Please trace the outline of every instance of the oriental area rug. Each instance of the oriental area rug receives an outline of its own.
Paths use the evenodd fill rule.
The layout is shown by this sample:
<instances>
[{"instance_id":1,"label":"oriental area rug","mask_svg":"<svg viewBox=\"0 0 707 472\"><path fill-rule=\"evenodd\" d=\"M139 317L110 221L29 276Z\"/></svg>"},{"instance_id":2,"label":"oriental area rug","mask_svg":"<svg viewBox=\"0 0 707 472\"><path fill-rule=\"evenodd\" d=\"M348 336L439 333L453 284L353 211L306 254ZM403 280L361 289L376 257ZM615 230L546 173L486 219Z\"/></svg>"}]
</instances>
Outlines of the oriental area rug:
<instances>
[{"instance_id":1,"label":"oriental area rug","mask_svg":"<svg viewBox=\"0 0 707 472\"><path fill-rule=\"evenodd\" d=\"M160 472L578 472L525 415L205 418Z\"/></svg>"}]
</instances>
============
• **The problem**
Print out the whole listing exactly as it appears.

• **Answer to the task**
Please trace the outline of every instance of the oriental area rug. Each instance of the oriental area rug receives an outline of its own.
Paths use the evenodd fill rule.
The layout is shown by this sample:
<instances>
[{"instance_id":1,"label":"oriental area rug","mask_svg":"<svg viewBox=\"0 0 707 472\"><path fill-rule=\"evenodd\" d=\"M139 317L110 221L29 276Z\"/></svg>"},{"instance_id":2,"label":"oriental area rug","mask_svg":"<svg viewBox=\"0 0 707 472\"><path fill-rule=\"evenodd\" d=\"M348 336L439 333L453 284L353 211L306 254ZM403 280L361 289L376 257ZM615 230L546 173L486 219Z\"/></svg>"}]
</instances>
Outlines of the oriental area rug:
<instances>
[{"instance_id":1,"label":"oriental area rug","mask_svg":"<svg viewBox=\"0 0 707 472\"><path fill-rule=\"evenodd\" d=\"M160 472L578 472L525 415L205 418Z\"/></svg>"}]
</instances>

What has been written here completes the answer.